**Work instruction:**
Please set down the line that contains "rough mask: <svg" and every line below it through the last, exactly as written, with no other lines.

:::::

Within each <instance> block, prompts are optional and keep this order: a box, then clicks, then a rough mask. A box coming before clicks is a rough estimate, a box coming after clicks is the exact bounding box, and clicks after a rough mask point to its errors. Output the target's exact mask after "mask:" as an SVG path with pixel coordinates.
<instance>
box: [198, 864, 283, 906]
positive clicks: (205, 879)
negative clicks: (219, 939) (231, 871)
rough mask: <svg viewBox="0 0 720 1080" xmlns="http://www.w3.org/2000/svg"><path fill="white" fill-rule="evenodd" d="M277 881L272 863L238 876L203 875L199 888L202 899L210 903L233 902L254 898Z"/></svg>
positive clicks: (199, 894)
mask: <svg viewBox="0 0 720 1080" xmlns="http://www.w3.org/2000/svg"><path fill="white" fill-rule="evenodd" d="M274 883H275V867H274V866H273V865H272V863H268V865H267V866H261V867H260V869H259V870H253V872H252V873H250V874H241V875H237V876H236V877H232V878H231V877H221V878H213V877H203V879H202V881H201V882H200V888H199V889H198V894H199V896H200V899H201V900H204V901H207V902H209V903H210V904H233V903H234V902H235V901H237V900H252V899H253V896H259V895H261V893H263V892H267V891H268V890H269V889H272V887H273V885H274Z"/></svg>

:::::

**Your response:**
rough mask: <svg viewBox="0 0 720 1080" xmlns="http://www.w3.org/2000/svg"><path fill="white" fill-rule="evenodd" d="M277 881L272 863L238 876L203 875L199 888L202 899L210 903L233 902L254 898Z"/></svg>
positive clicks: (199, 894)
mask: <svg viewBox="0 0 720 1080" xmlns="http://www.w3.org/2000/svg"><path fill="white" fill-rule="evenodd" d="M274 883H275V867H274V866H273V865H272V863H268V865H267V866H261V867H260V869H259V870H253V872H252V873H250V874H241V875H237V876H236V877H232V878H231V877H221V878H213V877H203V879H202V881H201V882H200V888H199V889H198V894H199V896H200V899H201V900H204V901H207V902H209V903H210V904H233V903H234V902H235V901H237V900H252V899H253V896H259V895H261V893H263V892H267V891H268V890H269V889H272V887H273V885H274Z"/></svg>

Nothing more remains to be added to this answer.